● Required work:
A – Answer these questions from the passage on right ventricular assessment.
(i) In patients with postoperative Fallot's Tetralogy, the detection of what is important for deciding on surgery?
(ii) Combining which sections in the dataset allows the apex and basal parts of the ventricles to be delineated with more certainty?
(iii) How large is the inter-slice gap that the MRI acquisition protocol introduces?
B – Continue the passage on right ventricular assessment, picking up after its final sentence.

● Excerpt to read:

══════

Although evaluation of right ventricular function is often overlooked, it is very important for the management of congenital heart malformations; detection of right ventricular dilatation, being of considerable importance, for example, in the indication for surgery in patients with postoperative Fallot’s Tetralogy. There is also an increasing demand for an accurate method to evaluate right ventricular volumes and function in acquired disorders: for example, the functional capacity of the RV offers important prognostic information in pulmonary hypertension [16,25,26,27]. Therefore, a quick reproducible and non-invasive method for the anatomical and functional assessment of the RV would be very useful from a clinical viewpoint.

To overcome the aforementioned limitations, further improvements will be done in future studies. Particularly, our most immediate aim is now improving right ventricular segmentation. Recent studies suggested that by combining long- and short-axis sections in the dataset, the ventricular apex and the basal parts of the LV and, in particular, the RV, can be delineated with more certainty [28]. It is also rather important to provide the method with a high degree of automatism to favour a progressively more routine use. Volumetric 3D analysis should also be investigated [29]. Besides, the population of the study was limited. Thus, the method must be evaluated with a higher number of patients, in particular with right ventricular pathologies. (We have performed our study on a group of patients with a wide range of cardiac diseases. Evaluating right ventricular function, however, should consider that its specific anatomy. A “standard approach” optimized on left ventricular anatomy might cause some measurement bias with regard to right ventricular function, especially in right ventricular diseases). MRI acquisition protocol introduces a minimal inter-slice gap (20% of slice thickness). Unfortunately, this parameter cannot be modified and it does not appear in DICOM header files.

══════

● Excerpted data:

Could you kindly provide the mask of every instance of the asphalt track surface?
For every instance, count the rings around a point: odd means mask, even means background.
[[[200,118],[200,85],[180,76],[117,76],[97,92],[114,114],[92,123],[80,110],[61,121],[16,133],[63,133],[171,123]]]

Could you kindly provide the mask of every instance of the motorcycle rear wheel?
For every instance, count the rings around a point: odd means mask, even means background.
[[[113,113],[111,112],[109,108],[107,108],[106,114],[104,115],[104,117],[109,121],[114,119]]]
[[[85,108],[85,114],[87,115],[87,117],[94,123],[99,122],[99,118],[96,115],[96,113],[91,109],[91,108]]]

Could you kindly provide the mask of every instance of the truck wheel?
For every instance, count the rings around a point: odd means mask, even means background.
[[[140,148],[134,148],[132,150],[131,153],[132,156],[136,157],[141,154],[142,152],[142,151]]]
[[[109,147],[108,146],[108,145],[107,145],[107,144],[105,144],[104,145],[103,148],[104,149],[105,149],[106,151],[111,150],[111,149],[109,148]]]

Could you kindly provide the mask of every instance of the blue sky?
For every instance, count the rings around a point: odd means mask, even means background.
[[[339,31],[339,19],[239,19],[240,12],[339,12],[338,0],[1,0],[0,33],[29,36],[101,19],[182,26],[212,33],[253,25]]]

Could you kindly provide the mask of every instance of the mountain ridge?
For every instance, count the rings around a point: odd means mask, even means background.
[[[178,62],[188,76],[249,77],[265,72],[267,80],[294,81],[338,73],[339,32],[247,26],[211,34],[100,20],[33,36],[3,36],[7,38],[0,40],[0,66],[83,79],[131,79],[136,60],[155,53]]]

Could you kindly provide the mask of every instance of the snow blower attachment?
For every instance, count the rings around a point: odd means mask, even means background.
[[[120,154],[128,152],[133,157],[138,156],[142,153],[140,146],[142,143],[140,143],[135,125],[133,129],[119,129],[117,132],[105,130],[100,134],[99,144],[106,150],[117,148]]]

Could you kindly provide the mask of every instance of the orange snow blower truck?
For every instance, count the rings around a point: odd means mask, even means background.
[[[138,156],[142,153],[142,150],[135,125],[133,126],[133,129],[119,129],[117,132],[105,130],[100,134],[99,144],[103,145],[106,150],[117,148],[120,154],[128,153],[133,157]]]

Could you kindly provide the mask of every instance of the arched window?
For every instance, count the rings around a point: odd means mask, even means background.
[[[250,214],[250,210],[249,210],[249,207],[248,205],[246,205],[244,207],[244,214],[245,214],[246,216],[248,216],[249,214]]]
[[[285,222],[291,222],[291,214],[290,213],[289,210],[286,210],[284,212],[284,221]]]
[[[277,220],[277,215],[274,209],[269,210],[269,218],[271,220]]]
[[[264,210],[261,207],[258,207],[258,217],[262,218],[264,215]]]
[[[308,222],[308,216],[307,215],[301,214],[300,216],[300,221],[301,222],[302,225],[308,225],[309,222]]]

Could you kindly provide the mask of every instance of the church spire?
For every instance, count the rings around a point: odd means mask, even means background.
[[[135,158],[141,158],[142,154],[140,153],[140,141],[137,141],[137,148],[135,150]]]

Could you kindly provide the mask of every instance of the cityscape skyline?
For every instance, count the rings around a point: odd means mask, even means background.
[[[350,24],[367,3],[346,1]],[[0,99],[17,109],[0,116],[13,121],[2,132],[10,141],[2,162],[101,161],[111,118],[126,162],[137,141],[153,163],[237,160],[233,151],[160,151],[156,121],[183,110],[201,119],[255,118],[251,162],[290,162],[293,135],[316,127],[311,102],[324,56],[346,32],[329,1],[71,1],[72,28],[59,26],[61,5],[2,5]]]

══════

● Task-by-task answers:
A –
(i) Right ventricular dilatation.
(ii) Long-axis and short-axis sections.
(iii) A minimal gap of 20% of the slice thickness.

B –
It would also be interesting to evaluate the method on images acquired in a higher magnetic field strength [30] and also to parallel imaging techniques for single breath-hold cine imaging [31]. A comparative analysis of intra- and inter-observer variability of both methods was not included in the present study, because of the identical measurements produced by our semiautomatic segmentation method when applied to the same patient.

A further limitation of our work is the use of only 4C long-axis cine-SSFP to help in selection of slice planes. The simultaneous use of 2-chambers and 4-chambers long-axis cine-SSFP views to define more accurately the tricuspid plane might improve the accuracy of volume calculation, but requires the acquisition of an imaging plane that is systematically performed and might be missing for retrospective analysis of RV volumes. We allowed a difference of one slice position between the most basal slice in ED and ES, and that might theoretically underestimate the through-plane motion and underestimate the EF, even though our results remain in good agreement with the literature.

Appropriate semiautomatic segmentation of both ventricles was performed in this work. Therefore, the present study demonstrates that the anatomical and functional assessment of both ventricles using the proposed technique is: (1) feasible, reliable and time-effective; (2) reduces the time employed as well as intra- and inter-observer variability to a “mouse click”; (3) does not rely on a priori knowledge, providing a true segmentation of the anatomical features present in the image; and therefore (4) can be used in routine clinical practice.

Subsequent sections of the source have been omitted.